_WORK INSTRUCTIONS_
Render the records below as a JSON list of strings, one per line, leaving out blank lines and the pictures.

_RECORD LIST_
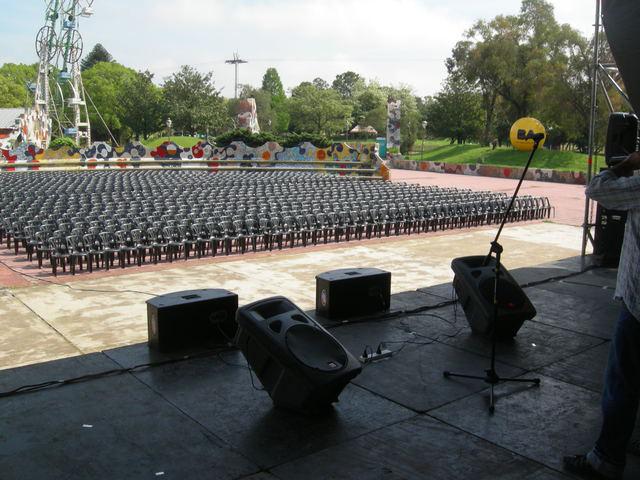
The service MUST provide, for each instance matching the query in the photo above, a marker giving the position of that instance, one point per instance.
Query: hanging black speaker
(474, 284)
(191, 318)
(299, 363)
(622, 137)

_ANSWER FOR THIS EXERCISE_
[
  "The service MUST provide, for each instance matching the query in the photo above, a marker giving the position of that instance, one point per instance.",
  "Query: hanging black speaker",
  "(474, 284)",
  "(191, 318)",
  "(299, 363)",
  "(622, 137)"
]